§ **Source text**
- - - - - - -

# File Formats

There are many specialized file formats, used by many applications.  The Python standard library comes with support for a reasonable number of them, but for other purposes, various third-party libraries are needed.

Not all the formats that Python supports out of the box are discussed in this course, but many are in this series.  For example, internet-oriented formats like those used for email and HTML web pages are in other courses.  JSON and XML are discussed in the Data Serialization course.  A few others in the standard library are relatively uncommon or are old.

## Module: csv

The course on Data Serialization with Python deals with CSV in more detail.  But given the ubiquity of delimited files, we look at it very briefly here.  Let us look at a couple examples of reading from CSV, and one of writing to it.

In [1]:
import csv
from pprint import pprint

In [2]:
with open('Airline-Tweets.csv') as fh:
    airline = csv.reader(fh)
    headers = next(airline)
    for tweet in airline:
        for field, value, _ in zip(headers, tweet, range(6)):
            print(f"{field:>30}: {value}")
        break

                      tweet_id: 570306133677760513
             airline_sentiment: neutral
  airline_sentiment_confidence: 1.0
                negativereason: 
     negativereason_confidence: 
                       airline: Virgin America


In [3]:
with open('Airline-Tweets.csv') as fh:
    airline = csv.DictReader(fh, quoting=csv.QUOTE_MINIMAL)
    pprint(tweet := next(airline))

{'airline': 'Virgin America',
 'airline_sentiment': 'neutral',
 'airline_sentiment_confidence': '1.0',
 'airline_sentiment_gold': '',
 'name': 'cairdin',
 'negativereason': '',
 'negativereason_confidence': '',
 'negativereason_gold': '',
 'retweet_count': '0',
 'text': '@VirginAmerica What @dhepburn said.',
 'tweet_coord': '',
 'tweet_created': '2015-02-24 11:35:52 -0800',
 'tweet_id': '570306133677760513',
 'tweet_location': '',
 'user_timezone': 'Eastern Time (US & Canada)'}


Let's define some simple data that we would like to write out.

- - - - - - -

§ **Records supplied**
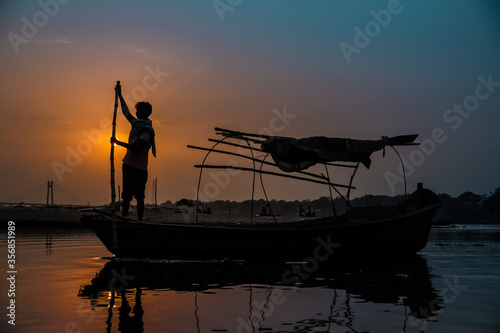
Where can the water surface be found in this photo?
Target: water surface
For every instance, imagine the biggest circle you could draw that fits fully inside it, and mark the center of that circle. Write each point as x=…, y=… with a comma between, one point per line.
x=67, y=282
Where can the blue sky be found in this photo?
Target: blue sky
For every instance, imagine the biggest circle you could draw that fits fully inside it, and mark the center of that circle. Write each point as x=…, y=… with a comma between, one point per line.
x=233, y=73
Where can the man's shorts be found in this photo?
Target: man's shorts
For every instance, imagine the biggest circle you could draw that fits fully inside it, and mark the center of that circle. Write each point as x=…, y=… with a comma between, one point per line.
x=134, y=182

- - - - - - -

§ **Directions**
• 1. Output the passage of the file formats page, starting at "## Module: csv" and ending at "airline = csv.reader(fh)".
• 2. In the dictionary printed on the file formats page, which keys have an empty string as their value? List them all.

§ **Outputs by task**
• 1.
## Module: csv

The course on Data Serialization with Python deals with CSV in more detail.  But given the ubiquity of delimited files, we look at it very briefly here.  Let us look at a couple examples of reading from CSV, and one of writing to it.

In [1]:
import csv
from pprint import pprint

In [2]:
with open('Airline-Tweets.csv') as fh:
    airline = csv.reader(fh)

• 2.
- airline_sentiment_gold
- negativereason
- negativereason_confidence
- negativereason_gold
- tweet_coord
- tweet_location